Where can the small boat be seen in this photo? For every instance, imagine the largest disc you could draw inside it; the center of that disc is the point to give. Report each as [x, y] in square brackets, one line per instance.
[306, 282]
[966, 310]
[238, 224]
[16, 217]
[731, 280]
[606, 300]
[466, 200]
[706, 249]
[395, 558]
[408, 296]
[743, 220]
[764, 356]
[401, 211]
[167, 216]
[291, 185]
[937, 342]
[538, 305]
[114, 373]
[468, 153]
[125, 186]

########

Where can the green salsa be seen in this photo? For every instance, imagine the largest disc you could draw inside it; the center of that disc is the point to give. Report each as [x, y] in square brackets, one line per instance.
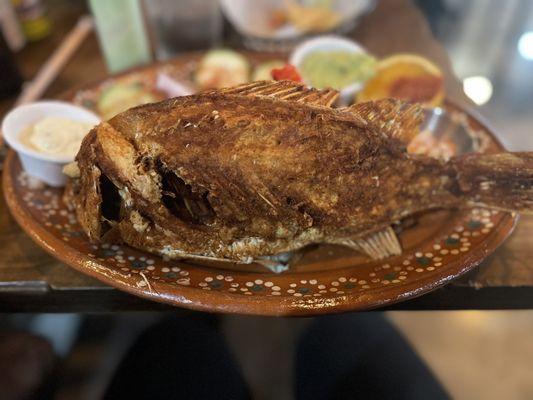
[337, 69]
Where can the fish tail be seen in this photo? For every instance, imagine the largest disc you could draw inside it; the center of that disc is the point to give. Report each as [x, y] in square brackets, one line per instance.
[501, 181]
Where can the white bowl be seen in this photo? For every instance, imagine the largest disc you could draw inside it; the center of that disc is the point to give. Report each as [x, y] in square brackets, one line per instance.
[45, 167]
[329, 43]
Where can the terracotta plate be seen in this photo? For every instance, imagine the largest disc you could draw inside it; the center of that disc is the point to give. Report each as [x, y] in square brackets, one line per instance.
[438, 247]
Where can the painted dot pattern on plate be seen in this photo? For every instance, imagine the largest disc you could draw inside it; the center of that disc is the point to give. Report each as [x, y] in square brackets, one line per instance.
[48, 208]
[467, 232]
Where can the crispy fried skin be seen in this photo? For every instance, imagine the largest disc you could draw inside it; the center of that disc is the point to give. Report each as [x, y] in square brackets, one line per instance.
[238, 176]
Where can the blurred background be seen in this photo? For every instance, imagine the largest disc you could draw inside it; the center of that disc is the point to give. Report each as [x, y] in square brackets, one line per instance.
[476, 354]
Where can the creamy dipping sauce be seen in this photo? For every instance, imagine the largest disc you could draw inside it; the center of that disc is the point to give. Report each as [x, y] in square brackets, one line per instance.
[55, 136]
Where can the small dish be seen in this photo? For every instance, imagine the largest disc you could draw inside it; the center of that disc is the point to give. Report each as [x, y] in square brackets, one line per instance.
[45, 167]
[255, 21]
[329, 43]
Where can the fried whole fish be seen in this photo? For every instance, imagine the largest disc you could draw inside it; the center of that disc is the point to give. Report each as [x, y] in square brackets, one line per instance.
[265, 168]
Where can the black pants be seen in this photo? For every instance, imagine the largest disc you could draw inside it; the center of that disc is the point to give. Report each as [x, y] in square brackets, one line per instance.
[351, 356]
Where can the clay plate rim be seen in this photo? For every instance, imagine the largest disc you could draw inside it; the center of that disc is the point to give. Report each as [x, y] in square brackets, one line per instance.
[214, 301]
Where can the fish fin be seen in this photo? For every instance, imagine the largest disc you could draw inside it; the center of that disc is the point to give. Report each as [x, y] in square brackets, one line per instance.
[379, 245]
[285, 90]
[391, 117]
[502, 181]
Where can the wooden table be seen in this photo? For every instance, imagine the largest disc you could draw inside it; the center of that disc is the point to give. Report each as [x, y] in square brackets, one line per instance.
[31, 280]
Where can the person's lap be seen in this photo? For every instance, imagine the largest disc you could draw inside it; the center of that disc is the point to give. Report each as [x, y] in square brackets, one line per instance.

########

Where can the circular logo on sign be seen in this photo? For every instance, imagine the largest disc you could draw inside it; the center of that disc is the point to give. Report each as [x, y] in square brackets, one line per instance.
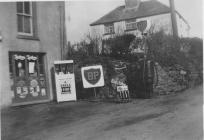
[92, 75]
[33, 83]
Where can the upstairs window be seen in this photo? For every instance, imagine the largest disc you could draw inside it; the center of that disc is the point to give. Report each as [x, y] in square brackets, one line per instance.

########

> What to do
Give only the number of rows above that contain the word "fried".

> Output of the exercise
2